Given instruction — Can you give the stretch from the start of the items through the line containing "347 20 L 350" again, replacing "palm tree" with "coconut palm" and leaving everything else unchanged?
━━━
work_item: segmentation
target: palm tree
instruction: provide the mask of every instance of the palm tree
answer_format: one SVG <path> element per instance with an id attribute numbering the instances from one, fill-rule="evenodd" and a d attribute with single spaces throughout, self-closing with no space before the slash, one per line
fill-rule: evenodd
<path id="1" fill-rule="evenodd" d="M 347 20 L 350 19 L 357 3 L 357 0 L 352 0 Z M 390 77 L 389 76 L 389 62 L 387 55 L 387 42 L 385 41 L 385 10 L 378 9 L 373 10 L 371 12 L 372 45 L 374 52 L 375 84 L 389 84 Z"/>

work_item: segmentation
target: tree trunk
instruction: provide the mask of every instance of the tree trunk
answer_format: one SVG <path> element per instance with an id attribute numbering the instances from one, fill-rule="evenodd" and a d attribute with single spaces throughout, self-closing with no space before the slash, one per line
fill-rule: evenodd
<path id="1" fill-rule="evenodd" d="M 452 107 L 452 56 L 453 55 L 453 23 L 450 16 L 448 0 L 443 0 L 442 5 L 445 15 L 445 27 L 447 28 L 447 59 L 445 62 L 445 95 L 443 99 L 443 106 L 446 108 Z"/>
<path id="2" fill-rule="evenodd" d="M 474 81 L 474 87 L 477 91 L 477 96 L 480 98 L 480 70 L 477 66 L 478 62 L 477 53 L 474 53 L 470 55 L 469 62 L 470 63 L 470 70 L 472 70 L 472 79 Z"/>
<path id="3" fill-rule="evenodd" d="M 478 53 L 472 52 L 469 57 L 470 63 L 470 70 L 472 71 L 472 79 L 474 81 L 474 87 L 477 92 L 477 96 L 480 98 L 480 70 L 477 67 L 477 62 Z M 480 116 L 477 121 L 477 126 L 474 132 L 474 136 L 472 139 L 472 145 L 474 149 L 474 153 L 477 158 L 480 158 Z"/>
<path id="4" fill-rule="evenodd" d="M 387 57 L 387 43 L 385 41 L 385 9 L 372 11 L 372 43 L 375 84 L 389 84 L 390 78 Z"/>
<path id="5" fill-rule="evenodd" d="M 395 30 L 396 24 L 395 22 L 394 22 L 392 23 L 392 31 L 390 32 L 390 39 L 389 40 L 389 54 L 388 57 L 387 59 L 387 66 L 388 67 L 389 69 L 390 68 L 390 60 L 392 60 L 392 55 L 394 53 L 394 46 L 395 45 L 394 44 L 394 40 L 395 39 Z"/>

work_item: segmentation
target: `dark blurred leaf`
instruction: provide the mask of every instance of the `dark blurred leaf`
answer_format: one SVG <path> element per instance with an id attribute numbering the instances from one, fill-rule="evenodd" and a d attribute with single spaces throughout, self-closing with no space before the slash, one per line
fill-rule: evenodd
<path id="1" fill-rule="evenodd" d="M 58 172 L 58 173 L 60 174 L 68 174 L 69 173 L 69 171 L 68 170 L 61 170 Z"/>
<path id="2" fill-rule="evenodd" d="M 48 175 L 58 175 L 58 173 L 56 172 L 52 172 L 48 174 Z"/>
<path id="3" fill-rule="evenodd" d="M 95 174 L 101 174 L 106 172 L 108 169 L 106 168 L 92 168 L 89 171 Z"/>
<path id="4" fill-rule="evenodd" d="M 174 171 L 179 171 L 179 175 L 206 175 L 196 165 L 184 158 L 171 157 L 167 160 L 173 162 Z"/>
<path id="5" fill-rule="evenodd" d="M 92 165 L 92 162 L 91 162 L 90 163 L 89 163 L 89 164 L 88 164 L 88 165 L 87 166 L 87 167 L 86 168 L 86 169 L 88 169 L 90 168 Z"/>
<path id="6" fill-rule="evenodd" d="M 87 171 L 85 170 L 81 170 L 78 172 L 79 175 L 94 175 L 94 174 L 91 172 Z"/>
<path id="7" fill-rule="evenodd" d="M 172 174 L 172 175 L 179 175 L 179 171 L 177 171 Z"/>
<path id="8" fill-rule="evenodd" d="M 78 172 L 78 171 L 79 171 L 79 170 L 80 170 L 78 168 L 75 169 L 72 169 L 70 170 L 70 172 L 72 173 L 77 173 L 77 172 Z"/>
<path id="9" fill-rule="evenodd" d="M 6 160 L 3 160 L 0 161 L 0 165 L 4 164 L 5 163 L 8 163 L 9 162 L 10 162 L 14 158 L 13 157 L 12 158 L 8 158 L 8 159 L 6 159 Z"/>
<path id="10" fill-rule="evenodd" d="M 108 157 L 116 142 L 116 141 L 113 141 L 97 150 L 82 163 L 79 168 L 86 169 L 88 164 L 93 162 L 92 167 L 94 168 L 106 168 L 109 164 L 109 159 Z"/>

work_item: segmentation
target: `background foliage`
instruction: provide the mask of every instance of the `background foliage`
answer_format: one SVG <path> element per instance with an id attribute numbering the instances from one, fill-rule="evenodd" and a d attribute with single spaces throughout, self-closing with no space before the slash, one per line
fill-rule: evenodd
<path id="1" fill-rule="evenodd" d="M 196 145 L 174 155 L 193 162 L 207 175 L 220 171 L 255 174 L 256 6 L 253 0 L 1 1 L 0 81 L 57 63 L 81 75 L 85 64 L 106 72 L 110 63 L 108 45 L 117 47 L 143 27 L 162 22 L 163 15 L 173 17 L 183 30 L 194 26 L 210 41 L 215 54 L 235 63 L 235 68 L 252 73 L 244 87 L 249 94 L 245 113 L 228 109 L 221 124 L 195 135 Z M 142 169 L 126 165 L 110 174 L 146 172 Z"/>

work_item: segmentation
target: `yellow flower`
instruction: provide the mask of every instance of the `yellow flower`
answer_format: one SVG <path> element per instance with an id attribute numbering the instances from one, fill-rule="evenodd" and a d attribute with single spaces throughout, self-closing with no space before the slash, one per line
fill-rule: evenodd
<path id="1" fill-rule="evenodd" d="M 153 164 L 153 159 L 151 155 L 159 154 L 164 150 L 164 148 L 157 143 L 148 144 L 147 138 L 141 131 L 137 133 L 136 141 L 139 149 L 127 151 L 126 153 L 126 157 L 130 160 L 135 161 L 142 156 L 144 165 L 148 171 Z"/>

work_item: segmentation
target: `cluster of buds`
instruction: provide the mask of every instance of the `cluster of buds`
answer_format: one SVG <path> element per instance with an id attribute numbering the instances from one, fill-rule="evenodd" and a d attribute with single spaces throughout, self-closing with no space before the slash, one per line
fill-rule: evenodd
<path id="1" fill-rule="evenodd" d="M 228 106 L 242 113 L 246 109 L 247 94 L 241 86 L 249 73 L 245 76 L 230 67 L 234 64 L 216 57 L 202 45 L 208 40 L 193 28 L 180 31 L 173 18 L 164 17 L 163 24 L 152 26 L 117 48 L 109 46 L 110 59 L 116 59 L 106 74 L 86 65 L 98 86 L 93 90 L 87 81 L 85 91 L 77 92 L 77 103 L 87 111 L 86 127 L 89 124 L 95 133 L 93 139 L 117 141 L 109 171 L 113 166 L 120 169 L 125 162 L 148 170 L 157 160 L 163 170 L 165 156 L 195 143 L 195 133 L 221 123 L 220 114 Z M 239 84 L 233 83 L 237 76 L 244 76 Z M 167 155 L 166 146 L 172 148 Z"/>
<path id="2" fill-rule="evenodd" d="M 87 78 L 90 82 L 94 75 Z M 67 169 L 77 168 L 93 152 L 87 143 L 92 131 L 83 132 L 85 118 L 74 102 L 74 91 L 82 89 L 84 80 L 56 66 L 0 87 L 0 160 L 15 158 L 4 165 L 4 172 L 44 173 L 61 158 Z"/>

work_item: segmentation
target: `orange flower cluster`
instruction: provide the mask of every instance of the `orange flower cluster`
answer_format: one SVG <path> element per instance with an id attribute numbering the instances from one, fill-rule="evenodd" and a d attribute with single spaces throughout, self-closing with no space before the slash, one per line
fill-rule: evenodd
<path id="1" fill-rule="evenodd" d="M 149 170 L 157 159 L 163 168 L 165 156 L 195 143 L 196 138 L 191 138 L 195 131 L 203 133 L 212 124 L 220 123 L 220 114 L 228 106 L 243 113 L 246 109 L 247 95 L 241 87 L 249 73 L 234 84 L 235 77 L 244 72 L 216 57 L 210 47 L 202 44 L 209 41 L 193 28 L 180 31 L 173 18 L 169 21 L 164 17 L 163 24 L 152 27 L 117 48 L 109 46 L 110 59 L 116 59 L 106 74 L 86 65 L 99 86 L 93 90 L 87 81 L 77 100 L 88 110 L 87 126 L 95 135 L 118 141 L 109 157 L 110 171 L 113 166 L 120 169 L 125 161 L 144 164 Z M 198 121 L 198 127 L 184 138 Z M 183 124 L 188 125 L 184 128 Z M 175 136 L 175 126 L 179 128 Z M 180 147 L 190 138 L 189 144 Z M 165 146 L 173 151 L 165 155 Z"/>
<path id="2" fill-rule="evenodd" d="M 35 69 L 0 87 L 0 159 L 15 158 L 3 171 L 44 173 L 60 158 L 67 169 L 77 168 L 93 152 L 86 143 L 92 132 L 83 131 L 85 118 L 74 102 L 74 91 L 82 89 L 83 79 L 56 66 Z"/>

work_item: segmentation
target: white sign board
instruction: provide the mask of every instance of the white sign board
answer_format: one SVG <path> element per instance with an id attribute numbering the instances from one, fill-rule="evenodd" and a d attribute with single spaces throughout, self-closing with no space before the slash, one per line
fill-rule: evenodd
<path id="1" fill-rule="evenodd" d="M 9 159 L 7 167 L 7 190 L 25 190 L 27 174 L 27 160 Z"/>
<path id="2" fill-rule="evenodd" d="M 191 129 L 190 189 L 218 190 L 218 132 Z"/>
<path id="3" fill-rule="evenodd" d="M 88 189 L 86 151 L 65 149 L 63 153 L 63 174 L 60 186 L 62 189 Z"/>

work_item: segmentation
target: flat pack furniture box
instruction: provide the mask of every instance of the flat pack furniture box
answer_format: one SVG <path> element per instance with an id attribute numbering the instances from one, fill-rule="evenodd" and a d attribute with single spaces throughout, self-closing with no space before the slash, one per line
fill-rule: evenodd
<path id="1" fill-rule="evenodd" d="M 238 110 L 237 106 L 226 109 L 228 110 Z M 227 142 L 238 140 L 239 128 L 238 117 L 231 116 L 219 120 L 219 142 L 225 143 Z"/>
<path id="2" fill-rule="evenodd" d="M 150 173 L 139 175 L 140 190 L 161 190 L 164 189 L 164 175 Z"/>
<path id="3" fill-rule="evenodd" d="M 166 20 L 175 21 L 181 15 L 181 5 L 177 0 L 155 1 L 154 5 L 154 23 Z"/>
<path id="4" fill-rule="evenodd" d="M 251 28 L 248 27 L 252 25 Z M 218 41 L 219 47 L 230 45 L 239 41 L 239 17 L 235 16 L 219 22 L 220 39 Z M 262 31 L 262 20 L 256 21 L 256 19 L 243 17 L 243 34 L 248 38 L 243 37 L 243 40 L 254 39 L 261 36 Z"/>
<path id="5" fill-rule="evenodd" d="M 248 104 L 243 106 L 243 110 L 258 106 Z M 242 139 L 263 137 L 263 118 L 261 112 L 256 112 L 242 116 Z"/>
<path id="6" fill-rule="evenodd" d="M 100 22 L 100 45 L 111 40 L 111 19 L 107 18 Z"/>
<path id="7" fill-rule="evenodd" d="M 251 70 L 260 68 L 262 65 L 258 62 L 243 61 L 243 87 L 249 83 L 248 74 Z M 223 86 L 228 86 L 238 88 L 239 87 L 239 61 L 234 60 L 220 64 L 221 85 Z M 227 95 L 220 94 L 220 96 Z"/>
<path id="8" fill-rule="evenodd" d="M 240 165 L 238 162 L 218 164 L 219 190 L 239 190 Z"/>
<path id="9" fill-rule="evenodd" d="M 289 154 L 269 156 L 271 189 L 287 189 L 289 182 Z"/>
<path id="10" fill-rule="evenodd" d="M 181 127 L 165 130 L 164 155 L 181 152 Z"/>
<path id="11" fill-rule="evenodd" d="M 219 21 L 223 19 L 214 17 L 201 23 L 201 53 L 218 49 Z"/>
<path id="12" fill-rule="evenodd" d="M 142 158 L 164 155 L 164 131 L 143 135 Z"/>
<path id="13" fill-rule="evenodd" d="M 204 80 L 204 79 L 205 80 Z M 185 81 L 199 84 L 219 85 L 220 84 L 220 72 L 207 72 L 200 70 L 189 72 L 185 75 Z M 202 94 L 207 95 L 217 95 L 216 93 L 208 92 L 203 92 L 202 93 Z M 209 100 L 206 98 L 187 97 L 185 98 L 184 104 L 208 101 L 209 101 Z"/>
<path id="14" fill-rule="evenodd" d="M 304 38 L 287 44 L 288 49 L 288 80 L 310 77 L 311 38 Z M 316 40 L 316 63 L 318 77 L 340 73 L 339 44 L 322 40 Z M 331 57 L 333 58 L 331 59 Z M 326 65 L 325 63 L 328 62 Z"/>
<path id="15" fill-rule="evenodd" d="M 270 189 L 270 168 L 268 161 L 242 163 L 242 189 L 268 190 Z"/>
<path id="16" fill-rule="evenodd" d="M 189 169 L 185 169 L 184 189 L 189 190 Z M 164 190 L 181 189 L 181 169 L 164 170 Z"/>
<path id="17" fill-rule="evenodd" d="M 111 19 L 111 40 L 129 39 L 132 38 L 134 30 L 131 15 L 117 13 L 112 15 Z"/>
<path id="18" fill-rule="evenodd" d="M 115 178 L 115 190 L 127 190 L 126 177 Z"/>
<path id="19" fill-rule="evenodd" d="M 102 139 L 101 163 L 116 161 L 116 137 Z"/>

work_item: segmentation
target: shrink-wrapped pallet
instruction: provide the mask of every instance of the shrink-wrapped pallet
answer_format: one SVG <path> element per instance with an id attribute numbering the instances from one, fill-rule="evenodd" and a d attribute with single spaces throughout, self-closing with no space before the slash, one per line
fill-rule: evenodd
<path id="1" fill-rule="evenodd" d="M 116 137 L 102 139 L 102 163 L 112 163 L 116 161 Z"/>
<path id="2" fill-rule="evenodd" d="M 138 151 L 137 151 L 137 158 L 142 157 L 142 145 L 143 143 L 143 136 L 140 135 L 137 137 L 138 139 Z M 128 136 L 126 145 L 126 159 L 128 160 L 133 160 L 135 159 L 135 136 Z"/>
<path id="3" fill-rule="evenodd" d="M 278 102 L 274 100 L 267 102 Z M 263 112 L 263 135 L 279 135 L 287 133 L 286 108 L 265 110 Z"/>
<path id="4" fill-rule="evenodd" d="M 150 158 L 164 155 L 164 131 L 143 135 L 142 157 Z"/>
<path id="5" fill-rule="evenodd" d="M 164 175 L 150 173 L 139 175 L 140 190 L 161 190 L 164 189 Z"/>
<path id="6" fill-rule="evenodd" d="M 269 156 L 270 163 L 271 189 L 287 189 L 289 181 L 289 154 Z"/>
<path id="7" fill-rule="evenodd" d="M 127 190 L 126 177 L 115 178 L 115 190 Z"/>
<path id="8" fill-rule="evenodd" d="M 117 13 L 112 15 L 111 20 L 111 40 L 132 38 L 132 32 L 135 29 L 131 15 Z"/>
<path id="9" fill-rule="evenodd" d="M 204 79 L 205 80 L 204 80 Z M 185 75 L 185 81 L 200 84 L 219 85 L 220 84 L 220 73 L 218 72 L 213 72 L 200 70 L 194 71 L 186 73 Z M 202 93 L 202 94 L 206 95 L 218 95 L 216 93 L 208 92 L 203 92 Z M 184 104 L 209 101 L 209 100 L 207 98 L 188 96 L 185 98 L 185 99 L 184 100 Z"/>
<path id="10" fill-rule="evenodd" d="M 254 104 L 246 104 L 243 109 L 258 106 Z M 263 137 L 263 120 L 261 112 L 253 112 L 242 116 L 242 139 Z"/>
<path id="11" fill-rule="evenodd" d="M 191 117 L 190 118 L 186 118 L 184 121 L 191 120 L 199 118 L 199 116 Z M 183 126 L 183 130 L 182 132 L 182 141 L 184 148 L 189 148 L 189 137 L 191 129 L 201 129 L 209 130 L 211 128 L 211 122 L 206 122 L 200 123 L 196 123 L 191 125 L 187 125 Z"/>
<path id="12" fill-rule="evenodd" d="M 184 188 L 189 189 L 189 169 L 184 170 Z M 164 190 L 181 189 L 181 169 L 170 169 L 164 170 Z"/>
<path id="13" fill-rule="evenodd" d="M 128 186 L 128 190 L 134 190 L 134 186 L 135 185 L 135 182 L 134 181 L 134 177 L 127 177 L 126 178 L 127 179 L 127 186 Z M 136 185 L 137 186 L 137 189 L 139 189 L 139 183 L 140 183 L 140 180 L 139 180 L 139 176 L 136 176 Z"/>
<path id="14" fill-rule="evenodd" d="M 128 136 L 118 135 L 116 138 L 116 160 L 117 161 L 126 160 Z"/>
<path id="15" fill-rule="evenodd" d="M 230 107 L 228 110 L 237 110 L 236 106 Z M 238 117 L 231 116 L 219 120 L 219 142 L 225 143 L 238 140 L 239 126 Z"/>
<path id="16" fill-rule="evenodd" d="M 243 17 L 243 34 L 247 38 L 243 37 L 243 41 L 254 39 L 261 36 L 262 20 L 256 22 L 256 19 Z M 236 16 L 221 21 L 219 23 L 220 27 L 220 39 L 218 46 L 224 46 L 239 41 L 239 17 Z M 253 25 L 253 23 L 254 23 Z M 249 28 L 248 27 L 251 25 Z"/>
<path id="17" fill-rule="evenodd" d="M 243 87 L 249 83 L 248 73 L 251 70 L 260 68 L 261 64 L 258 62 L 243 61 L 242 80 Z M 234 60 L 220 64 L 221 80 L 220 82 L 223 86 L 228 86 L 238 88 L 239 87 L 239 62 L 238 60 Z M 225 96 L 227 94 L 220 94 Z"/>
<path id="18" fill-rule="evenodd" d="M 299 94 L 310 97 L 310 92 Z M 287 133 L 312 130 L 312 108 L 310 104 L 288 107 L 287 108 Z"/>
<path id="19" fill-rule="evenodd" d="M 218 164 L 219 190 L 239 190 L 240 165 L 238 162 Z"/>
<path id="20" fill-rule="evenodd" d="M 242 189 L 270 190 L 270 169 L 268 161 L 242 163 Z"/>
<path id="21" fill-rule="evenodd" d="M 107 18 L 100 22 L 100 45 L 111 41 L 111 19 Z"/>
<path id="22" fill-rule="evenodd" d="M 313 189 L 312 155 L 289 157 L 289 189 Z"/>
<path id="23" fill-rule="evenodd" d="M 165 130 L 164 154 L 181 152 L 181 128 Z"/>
━━━
The solution —
work_item: segmentation
target: coconut palm
instruction: provide the mask of every instance of the coconut palm
answer_format: one SVG <path> element per instance with an id attribute numbering the instances from one, fill-rule="evenodd" and a d attribute with single spaces throughout, self-closing with no space before the slash, one per line
fill-rule: evenodd
<path id="1" fill-rule="evenodd" d="M 347 20 L 350 19 L 357 3 L 357 0 L 352 0 Z M 390 77 L 389 76 L 389 62 L 387 55 L 387 42 L 385 41 L 385 10 L 378 9 L 373 10 L 371 12 L 372 45 L 374 52 L 375 84 L 389 84 Z"/>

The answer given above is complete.